▸ Written request
Reproduce these lines exactly, everything from the line containing "Where can you see the gray" down to the line containing "column 68, row 123", with both of those lines included.

▸ Data section
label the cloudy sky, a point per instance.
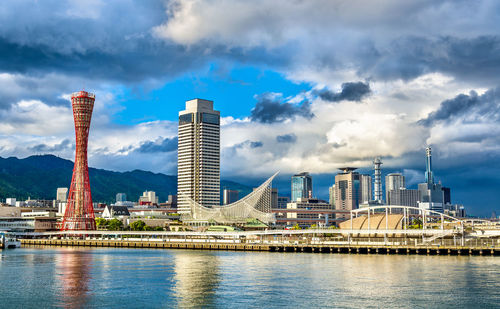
(301, 85)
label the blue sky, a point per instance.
(301, 85)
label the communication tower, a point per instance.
(79, 214)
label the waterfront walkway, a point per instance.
(427, 242)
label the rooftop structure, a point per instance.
(251, 206)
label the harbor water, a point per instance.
(157, 278)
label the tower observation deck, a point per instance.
(79, 214)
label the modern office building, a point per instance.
(393, 181)
(148, 197)
(301, 186)
(121, 197)
(377, 184)
(447, 195)
(431, 195)
(366, 188)
(198, 160)
(273, 203)
(347, 191)
(331, 194)
(230, 196)
(62, 194)
(403, 197)
(311, 212)
(282, 201)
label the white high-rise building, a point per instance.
(393, 181)
(198, 159)
(62, 194)
(366, 188)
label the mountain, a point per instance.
(39, 176)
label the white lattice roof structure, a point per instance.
(255, 205)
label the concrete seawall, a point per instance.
(314, 248)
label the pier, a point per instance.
(421, 242)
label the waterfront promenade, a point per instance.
(432, 241)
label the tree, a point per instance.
(115, 225)
(138, 225)
(101, 222)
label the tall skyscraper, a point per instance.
(393, 181)
(331, 194)
(431, 194)
(403, 197)
(347, 191)
(198, 159)
(366, 188)
(62, 194)
(429, 177)
(79, 212)
(301, 186)
(377, 185)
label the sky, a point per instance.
(301, 86)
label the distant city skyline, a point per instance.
(301, 86)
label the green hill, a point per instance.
(39, 176)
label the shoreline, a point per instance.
(311, 248)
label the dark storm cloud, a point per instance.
(43, 148)
(271, 110)
(287, 138)
(247, 143)
(353, 91)
(164, 145)
(473, 59)
(472, 106)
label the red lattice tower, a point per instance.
(79, 214)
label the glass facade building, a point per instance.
(301, 186)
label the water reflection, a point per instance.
(73, 269)
(196, 279)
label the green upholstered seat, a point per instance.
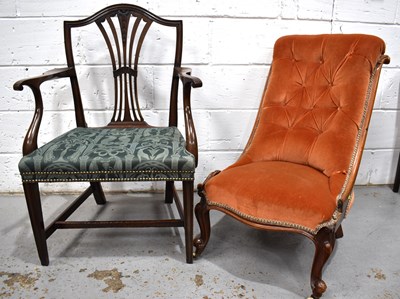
(111, 154)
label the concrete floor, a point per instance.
(239, 262)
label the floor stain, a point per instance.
(386, 295)
(26, 281)
(111, 277)
(198, 280)
(377, 274)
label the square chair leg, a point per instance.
(32, 196)
(188, 219)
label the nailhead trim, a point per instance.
(262, 220)
(107, 172)
(105, 180)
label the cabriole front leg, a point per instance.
(32, 196)
(324, 243)
(202, 213)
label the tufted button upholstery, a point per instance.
(310, 120)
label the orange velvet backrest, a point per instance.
(319, 94)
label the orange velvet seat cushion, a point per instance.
(277, 193)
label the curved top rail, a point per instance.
(118, 8)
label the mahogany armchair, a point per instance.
(297, 172)
(127, 149)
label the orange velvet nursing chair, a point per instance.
(298, 169)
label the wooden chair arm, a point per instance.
(34, 82)
(188, 82)
(30, 141)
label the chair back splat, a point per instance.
(124, 28)
(128, 149)
(298, 169)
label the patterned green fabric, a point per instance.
(111, 154)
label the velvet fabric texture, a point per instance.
(306, 145)
(111, 154)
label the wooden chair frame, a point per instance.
(126, 115)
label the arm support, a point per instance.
(188, 82)
(30, 141)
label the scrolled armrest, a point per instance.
(188, 82)
(187, 78)
(30, 141)
(34, 82)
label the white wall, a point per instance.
(229, 46)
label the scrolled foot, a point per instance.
(199, 244)
(319, 287)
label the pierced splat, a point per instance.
(126, 108)
(124, 28)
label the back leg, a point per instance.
(32, 196)
(169, 191)
(203, 218)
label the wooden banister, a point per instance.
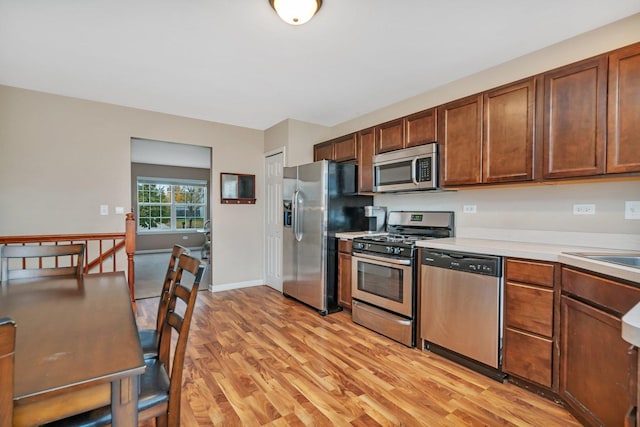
(94, 258)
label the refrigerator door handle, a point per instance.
(296, 216)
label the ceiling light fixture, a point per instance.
(296, 12)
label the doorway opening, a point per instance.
(171, 200)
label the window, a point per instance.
(171, 205)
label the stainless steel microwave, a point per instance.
(409, 169)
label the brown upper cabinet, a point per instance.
(460, 138)
(323, 151)
(345, 148)
(574, 116)
(420, 128)
(488, 138)
(341, 149)
(410, 131)
(389, 136)
(366, 147)
(508, 131)
(576, 121)
(623, 140)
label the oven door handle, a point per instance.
(383, 259)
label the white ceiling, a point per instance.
(236, 62)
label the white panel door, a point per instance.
(273, 220)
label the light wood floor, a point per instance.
(256, 358)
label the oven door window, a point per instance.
(383, 281)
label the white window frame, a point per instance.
(172, 204)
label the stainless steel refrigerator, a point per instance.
(319, 199)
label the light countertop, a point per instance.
(349, 235)
(540, 252)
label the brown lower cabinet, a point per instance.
(344, 273)
(598, 369)
(529, 351)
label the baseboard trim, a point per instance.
(237, 285)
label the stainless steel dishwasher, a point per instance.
(461, 308)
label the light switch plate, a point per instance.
(587, 209)
(632, 210)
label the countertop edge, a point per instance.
(538, 252)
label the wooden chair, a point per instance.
(74, 252)
(7, 349)
(149, 337)
(160, 387)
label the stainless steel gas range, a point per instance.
(385, 271)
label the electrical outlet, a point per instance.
(632, 210)
(584, 209)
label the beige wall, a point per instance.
(298, 139)
(61, 158)
(618, 34)
(538, 213)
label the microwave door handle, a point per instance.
(414, 162)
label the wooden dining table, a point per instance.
(77, 347)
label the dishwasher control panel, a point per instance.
(461, 261)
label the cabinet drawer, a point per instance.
(528, 356)
(529, 308)
(344, 245)
(537, 273)
(606, 293)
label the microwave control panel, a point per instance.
(423, 169)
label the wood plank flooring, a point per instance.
(257, 358)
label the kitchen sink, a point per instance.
(628, 259)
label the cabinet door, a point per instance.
(323, 151)
(528, 356)
(366, 147)
(623, 141)
(574, 113)
(508, 133)
(389, 136)
(597, 367)
(345, 148)
(529, 308)
(460, 130)
(420, 128)
(344, 280)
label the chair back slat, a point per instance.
(180, 323)
(73, 253)
(167, 285)
(7, 362)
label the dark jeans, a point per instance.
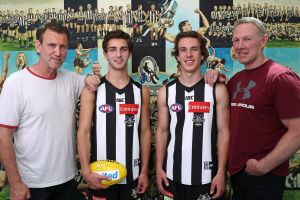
(63, 191)
(249, 187)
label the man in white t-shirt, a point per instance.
(37, 122)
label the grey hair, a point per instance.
(251, 20)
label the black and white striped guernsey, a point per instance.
(191, 156)
(116, 126)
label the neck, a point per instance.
(258, 62)
(43, 70)
(119, 78)
(190, 78)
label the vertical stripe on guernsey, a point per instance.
(116, 126)
(191, 158)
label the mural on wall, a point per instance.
(153, 26)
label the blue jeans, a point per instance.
(249, 187)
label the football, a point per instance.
(111, 168)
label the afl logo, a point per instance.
(105, 108)
(176, 107)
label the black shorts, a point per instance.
(22, 29)
(187, 192)
(117, 192)
(89, 21)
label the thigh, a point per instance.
(175, 190)
(41, 193)
(67, 190)
(111, 193)
(129, 192)
(196, 192)
(249, 187)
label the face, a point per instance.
(189, 54)
(53, 50)
(117, 54)
(248, 44)
(187, 27)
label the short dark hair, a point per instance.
(117, 34)
(181, 25)
(53, 26)
(191, 34)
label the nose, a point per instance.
(57, 51)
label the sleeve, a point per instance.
(79, 83)
(10, 104)
(286, 90)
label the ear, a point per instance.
(38, 46)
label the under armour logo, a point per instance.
(245, 90)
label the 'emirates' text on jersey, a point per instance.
(191, 149)
(116, 130)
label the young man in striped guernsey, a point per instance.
(193, 128)
(119, 111)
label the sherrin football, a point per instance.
(111, 168)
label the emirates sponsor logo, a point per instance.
(106, 108)
(199, 107)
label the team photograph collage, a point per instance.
(149, 100)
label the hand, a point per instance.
(217, 187)
(96, 68)
(6, 56)
(142, 183)
(19, 191)
(94, 181)
(160, 178)
(211, 77)
(92, 82)
(255, 167)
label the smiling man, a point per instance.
(193, 128)
(37, 122)
(265, 117)
(119, 113)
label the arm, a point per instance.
(223, 121)
(18, 190)
(284, 149)
(84, 137)
(145, 141)
(202, 30)
(161, 138)
(5, 70)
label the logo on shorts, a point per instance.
(129, 121)
(176, 107)
(106, 108)
(204, 197)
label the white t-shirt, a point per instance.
(43, 113)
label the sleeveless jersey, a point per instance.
(116, 130)
(191, 156)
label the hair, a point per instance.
(191, 34)
(117, 34)
(181, 25)
(53, 27)
(251, 20)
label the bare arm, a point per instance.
(203, 29)
(18, 190)
(161, 138)
(145, 141)
(83, 139)
(5, 70)
(223, 121)
(285, 148)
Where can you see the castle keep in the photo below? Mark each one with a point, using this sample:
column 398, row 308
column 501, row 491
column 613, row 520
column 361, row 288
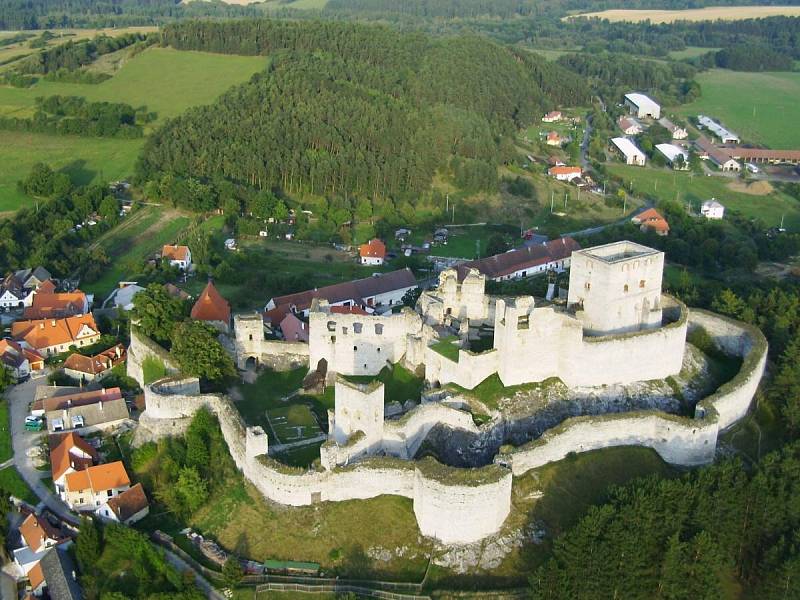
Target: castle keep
column 615, row 328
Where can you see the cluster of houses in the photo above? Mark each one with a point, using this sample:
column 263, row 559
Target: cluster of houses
column 86, row 485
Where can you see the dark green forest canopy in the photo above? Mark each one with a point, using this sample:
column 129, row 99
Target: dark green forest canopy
column 353, row 109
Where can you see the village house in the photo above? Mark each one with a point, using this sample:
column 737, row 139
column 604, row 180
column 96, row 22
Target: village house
column 19, row 360
column 94, row 368
column 651, row 219
column 49, row 304
column 629, row 151
column 127, row 508
column 37, row 537
column 19, row 288
column 642, row 106
column 552, row 117
column 719, row 156
column 83, row 411
column 92, row 487
column 380, row 290
column 675, row 156
column 372, row 253
column 178, row 256
column 524, row 262
column 53, row 336
column 677, row 132
column 565, row 173
column 69, row 453
column 630, row 126
column 711, row 209
column 554, row 139
column 212, row 308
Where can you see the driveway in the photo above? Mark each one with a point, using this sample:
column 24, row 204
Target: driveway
column 19, row 398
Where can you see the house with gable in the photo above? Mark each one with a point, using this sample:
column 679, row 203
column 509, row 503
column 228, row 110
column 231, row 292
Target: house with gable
column 69, row 453
column 53, row 336
column 126, row 508
column 92, row 487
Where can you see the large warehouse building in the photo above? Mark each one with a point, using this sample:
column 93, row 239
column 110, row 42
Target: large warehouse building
column 642, row 106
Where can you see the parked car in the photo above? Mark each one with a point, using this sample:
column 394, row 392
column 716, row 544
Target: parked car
column 33, row 423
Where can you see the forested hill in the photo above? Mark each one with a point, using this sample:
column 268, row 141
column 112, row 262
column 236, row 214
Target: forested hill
column 351, row 110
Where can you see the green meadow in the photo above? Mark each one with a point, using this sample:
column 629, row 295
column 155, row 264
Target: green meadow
column 695, row 189
column 165, row 80
column 760, row 107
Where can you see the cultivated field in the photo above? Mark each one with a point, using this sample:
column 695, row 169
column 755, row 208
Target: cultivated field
column 669, row 185
column 165, row 80
column 723, row 13
column 760, row 107
column 83, row 158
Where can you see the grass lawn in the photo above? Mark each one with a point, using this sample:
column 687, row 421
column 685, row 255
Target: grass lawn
column 665, row 184
column 760, row 107
column 334, row 534
column 84, row 159
column 400, row 384
column 11, row 482
column 293, row 423
column 6, row 450
column 165, row 80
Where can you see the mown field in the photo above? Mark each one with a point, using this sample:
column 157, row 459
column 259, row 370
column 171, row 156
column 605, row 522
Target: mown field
column 760, row 107
column 669, row 185
column 723, row 13
column 165, row 80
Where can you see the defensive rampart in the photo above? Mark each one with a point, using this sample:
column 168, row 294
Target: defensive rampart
column 679, row 440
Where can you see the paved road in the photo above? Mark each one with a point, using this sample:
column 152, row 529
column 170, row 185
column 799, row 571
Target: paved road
column 202, row 583
column 19, row 398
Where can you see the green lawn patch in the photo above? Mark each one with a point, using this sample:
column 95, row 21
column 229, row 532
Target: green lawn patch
column 6, row 451
column 760, row 107
column 447, row 347
column 293, row 423
column 400, row 384
column 11, row 482
column 666, row 185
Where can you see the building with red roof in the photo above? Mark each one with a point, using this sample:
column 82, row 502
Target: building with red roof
column 373, row 252
column 651, row 219
column 212, row 308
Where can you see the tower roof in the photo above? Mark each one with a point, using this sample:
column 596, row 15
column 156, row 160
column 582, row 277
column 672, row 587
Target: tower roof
column 211, row 306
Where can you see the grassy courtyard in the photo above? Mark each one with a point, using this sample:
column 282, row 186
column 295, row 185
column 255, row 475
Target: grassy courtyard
column 760, row 107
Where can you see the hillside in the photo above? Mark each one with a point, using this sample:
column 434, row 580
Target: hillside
column 349, row 109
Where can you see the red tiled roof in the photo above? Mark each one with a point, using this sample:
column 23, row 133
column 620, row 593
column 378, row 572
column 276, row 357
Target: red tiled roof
column 62, row 457
column 372, row 249
column 524, row 258
column 171, row 252
column 211, row 306
column 129, row 502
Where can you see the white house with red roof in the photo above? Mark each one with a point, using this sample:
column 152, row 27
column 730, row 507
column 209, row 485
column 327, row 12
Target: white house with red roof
column 373, row 252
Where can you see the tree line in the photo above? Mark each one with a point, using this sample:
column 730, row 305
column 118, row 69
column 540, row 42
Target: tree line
column 74, row 115
column 350, row 110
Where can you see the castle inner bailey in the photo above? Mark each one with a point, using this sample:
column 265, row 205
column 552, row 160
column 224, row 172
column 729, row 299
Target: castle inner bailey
column 622, row 330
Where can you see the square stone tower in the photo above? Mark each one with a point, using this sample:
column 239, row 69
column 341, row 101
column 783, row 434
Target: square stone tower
column 616, row 288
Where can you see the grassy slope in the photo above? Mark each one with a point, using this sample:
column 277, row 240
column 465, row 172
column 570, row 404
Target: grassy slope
column 732, row 97
column 667, row 185
column 165, row 80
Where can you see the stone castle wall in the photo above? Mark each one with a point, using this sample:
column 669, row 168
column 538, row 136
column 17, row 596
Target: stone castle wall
column 679, row 440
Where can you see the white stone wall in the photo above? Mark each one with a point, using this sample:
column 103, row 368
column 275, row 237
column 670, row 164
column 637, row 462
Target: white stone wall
column 359, row 344
column 619, row 293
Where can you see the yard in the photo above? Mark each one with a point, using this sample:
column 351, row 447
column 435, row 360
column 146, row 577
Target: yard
column 760, row 107
column 664, row 184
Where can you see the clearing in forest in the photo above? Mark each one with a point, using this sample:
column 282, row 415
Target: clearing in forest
column 714, row 13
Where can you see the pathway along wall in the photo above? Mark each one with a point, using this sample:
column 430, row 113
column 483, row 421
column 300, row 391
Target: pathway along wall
column 455, row 506
column 679, row 440
column 465, row 505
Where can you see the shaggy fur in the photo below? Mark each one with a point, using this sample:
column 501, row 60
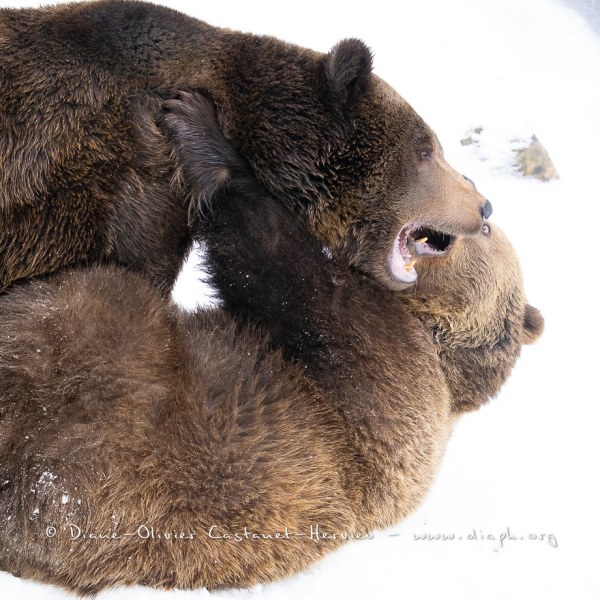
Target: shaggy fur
column 86, row 172
column 315, row 403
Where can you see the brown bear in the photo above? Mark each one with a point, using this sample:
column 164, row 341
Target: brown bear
column 87, row 174
column 143, row 445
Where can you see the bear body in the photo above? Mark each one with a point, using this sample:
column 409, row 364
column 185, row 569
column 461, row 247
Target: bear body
column 143, row 445
column 87, row 171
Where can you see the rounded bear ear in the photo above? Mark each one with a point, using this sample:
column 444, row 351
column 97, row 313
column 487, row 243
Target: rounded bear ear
column 347, row 68
column 533, row 324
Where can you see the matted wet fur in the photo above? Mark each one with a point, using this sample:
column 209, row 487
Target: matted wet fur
column 87, row 175
column 143, row 445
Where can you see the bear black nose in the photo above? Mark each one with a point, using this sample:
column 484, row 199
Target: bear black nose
column 486, row 210
column 470, row 181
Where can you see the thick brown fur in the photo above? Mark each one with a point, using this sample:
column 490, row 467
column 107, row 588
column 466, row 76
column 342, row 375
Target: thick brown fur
column 87, row 174
column 315, row 398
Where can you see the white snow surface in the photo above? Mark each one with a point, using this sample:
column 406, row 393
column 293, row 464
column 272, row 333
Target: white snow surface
column 527, row 460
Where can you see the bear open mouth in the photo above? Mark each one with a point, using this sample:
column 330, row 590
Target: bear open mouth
column 417, row 240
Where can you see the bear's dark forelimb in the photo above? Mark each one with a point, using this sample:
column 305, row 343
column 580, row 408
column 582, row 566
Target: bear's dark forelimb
column 269, row 270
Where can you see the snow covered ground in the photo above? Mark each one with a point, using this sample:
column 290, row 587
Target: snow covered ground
column 527, row 461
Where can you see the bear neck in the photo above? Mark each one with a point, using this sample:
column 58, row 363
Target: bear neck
column 271, row 109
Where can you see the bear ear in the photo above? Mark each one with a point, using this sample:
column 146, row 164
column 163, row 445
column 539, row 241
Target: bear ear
column 533, row 324
column 346, row 69
column 206, row 157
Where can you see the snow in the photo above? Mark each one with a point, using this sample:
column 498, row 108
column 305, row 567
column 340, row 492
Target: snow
column 526, row 461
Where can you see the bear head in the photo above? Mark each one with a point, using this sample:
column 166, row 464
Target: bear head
column 323, row 133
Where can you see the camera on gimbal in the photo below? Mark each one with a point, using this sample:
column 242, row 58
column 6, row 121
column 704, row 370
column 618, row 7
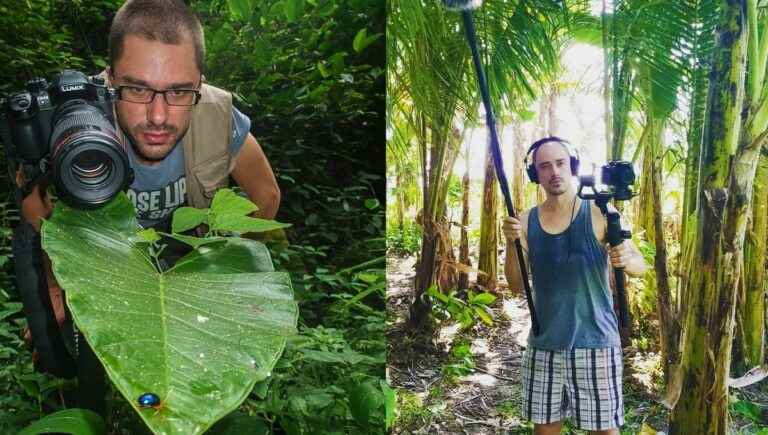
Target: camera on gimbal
column 65, row 128
column 618, row 176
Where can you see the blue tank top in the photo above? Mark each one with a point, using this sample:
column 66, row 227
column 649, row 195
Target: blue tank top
column 572, row 295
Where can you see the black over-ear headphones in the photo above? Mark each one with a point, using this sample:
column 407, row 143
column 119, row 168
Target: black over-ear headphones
column 573, row 153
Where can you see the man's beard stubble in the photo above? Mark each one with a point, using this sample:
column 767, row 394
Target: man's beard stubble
column 142, row 128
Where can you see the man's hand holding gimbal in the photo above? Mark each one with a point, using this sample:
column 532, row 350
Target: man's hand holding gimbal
column 626, row 255
column 512, row 228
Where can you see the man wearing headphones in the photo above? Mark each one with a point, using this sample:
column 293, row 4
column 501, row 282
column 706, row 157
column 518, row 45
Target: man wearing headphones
column 573, row 367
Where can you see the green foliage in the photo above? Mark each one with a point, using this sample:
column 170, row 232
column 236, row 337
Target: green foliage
column 71, row 421
column 461, row 362
column 450, row 307
column 221, row 311
column 406, row 241
column 228, row 213
column 310, row 76
column 747, row 410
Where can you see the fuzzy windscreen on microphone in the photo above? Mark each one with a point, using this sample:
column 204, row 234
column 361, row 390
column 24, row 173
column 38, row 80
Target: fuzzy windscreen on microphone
column 462, row 4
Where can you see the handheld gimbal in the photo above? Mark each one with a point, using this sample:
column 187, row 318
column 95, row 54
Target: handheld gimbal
column 617, row 176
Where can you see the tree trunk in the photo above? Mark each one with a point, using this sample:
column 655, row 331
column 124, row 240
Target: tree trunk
column 464, row 243
column 651, row 220
column 488, row 261
column 750, row 317
column 441, row 157
column 708, row 335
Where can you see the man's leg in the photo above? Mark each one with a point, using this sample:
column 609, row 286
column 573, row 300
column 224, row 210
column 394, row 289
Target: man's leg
column 547, row 429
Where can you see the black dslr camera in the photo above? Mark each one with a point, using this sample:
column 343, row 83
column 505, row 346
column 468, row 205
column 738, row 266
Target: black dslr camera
column 65, row 128
column 617, row 175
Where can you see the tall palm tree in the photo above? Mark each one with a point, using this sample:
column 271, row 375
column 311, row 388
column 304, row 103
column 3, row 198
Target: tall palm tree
column 735, row 129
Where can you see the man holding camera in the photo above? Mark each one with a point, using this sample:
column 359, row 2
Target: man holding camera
column 573, row 367
column 183, row 139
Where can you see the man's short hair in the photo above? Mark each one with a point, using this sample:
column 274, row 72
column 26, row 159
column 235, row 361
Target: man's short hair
column 167, row 21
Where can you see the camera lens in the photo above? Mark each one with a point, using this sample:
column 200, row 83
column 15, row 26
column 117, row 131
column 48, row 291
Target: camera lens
column 90, row 166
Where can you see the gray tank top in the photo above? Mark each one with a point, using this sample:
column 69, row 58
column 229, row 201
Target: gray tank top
column 571, row 293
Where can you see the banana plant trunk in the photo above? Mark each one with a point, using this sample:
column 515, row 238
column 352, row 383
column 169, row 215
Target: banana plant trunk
column 488, row 261
column 713, row 279
column 656, row 280
column 750, row 317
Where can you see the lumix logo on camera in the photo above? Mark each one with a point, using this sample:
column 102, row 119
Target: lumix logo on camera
column 75, row 87
column 68, row 123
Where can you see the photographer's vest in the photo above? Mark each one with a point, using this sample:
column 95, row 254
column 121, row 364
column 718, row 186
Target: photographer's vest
column 207, row 162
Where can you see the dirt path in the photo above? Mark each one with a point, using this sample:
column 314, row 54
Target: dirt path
column 484, row 401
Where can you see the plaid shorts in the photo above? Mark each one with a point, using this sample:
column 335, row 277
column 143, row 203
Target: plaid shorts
column 583, row 384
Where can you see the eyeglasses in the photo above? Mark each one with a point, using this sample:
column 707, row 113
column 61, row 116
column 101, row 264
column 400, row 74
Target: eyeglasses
column 174, row 97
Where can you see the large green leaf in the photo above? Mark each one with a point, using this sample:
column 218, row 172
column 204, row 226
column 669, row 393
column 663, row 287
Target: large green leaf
column 199, row 335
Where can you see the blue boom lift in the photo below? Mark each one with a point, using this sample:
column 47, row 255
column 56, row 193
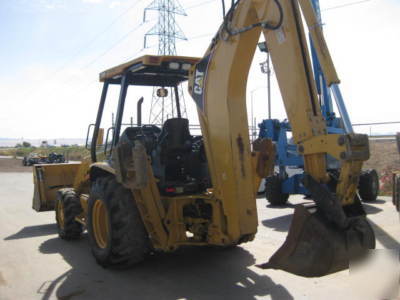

▸ Expected output
Where can you see the gray tank top in the photo above? Mark each one with a point, using this sample:
column 69, row 58
column 229, row 201
Target: gray tank top
column 571, row 293
Where can you see the banana plant trunk in the photo above? Mark each one with a point, using this sample:
column 515, row 238
column 352, row 383
column 169, row 215
Target: banana plant trunk
column 488, row 261
column 713, row 279
column 656, row 280
column 750, row 317
Where can you see the lumix logo on camera in the photo above? Mark each one with a point, using this sample:
column 102, row 119
Target: lumix logo on camera
column 75, row 87
column 68, row 123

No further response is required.